[Begin DATA ROWS]
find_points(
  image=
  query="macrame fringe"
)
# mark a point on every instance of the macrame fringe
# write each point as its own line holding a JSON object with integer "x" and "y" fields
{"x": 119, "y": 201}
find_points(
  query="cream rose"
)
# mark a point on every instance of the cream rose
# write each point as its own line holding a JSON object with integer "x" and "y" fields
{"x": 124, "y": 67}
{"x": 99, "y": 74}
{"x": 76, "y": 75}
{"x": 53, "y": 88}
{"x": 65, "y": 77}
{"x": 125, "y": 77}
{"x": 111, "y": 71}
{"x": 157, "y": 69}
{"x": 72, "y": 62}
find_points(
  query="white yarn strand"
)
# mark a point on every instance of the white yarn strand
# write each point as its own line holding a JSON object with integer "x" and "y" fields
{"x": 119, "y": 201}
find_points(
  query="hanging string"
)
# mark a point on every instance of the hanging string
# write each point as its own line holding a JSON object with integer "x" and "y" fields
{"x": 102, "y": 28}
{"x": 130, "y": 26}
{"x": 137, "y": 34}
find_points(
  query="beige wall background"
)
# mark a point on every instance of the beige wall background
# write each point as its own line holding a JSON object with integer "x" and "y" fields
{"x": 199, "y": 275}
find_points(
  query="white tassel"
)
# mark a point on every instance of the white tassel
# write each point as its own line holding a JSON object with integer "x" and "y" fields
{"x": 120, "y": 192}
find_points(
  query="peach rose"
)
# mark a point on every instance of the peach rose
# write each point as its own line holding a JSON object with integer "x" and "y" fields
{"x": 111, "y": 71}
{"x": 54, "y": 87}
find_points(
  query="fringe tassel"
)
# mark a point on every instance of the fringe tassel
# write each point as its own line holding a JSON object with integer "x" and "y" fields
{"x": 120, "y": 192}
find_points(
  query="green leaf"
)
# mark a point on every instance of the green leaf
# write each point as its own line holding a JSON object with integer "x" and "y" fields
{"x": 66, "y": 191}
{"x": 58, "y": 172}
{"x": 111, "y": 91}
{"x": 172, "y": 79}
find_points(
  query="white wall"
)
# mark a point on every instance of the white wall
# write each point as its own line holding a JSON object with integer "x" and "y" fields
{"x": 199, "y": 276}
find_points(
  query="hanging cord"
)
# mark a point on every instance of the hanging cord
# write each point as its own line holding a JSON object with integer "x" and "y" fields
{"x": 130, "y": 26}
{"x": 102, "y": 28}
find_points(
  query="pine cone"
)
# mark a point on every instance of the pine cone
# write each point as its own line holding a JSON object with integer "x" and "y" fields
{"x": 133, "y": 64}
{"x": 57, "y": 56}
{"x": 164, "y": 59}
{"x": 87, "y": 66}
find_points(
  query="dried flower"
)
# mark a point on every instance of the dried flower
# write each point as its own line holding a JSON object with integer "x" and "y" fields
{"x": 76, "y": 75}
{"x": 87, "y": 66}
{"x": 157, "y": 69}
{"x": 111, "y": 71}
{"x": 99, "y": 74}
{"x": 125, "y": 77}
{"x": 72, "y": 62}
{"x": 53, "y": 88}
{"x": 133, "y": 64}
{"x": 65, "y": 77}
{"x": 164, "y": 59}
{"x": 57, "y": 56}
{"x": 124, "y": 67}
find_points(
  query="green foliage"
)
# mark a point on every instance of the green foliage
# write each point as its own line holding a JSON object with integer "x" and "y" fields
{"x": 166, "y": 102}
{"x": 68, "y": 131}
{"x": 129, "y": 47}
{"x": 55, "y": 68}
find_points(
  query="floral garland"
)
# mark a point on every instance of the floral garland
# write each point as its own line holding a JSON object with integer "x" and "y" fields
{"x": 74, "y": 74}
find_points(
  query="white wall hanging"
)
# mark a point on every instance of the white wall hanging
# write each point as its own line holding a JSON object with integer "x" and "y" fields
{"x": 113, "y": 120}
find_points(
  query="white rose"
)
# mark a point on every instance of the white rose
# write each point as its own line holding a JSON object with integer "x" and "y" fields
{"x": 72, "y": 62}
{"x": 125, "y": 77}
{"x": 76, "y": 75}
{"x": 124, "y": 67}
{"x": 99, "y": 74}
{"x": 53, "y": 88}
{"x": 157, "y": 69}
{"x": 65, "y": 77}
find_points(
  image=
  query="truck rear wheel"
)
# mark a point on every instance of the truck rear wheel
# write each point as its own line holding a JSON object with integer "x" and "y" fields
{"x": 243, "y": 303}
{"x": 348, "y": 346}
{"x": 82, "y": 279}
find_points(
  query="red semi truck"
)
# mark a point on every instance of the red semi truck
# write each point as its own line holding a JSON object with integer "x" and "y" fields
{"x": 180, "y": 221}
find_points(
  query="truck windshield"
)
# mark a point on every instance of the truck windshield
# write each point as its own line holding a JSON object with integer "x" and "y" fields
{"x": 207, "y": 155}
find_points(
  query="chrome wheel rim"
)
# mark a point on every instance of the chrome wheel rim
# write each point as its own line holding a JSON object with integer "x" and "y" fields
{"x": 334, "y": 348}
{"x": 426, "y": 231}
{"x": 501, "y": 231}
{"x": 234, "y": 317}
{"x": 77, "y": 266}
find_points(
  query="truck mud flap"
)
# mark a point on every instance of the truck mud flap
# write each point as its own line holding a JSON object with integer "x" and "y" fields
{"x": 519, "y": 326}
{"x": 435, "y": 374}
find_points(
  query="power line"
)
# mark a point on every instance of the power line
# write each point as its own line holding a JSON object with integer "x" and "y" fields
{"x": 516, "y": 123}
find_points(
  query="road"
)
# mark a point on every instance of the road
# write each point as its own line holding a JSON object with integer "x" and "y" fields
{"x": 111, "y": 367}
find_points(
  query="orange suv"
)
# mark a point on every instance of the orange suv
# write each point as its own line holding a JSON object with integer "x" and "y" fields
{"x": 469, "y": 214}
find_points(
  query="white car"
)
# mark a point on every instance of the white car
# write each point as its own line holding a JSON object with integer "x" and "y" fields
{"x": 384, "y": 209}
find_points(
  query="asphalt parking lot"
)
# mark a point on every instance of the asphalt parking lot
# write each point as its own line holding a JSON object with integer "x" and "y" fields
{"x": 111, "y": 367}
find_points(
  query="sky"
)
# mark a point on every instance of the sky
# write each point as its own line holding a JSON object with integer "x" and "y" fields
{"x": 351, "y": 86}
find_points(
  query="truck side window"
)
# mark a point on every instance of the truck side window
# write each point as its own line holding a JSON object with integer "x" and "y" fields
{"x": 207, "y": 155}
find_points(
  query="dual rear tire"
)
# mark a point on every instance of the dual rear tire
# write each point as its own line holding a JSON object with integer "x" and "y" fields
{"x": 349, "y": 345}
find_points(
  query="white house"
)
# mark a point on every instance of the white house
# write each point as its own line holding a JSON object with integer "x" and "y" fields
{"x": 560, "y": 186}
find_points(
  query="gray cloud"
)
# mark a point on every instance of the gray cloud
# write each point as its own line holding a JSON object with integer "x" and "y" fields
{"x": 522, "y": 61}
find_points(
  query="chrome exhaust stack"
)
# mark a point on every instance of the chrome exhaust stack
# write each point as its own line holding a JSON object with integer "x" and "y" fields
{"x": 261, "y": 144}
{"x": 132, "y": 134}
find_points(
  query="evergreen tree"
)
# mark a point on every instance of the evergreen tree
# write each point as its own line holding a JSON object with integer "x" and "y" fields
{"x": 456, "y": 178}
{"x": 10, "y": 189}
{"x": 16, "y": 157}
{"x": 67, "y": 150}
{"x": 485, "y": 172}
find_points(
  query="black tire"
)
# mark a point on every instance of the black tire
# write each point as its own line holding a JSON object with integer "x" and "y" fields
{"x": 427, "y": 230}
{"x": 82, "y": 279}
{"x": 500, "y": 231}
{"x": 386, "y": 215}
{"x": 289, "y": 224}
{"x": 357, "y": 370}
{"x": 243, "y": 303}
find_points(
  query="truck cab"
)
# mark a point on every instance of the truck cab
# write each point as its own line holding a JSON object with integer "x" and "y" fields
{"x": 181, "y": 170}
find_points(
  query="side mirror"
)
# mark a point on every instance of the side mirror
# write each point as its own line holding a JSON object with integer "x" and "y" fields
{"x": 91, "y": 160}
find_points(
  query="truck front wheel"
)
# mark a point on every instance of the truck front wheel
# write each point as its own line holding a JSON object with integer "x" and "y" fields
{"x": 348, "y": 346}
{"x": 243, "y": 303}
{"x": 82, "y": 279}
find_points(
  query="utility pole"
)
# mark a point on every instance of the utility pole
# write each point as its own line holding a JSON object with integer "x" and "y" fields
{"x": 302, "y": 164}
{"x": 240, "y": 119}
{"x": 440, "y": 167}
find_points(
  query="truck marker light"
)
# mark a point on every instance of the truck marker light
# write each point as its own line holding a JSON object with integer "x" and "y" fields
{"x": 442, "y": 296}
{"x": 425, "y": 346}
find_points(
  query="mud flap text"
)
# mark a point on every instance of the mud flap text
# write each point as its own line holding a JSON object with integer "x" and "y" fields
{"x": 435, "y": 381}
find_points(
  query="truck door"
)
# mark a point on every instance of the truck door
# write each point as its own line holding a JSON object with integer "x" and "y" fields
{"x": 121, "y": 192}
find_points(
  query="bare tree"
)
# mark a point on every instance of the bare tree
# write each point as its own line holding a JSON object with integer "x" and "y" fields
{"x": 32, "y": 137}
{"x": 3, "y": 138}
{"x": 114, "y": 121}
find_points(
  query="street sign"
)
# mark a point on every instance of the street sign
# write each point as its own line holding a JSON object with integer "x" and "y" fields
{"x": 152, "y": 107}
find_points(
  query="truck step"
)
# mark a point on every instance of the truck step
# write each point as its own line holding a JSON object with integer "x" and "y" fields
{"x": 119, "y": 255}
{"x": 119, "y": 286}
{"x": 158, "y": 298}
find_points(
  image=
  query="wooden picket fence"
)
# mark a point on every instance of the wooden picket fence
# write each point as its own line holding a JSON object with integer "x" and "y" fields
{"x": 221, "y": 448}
[End DATA ROWS]
*WHAT TO DO*: Count the lines of the listing that contain the string "cloud" and give only the number.

*EXERCISE RESULT*: 2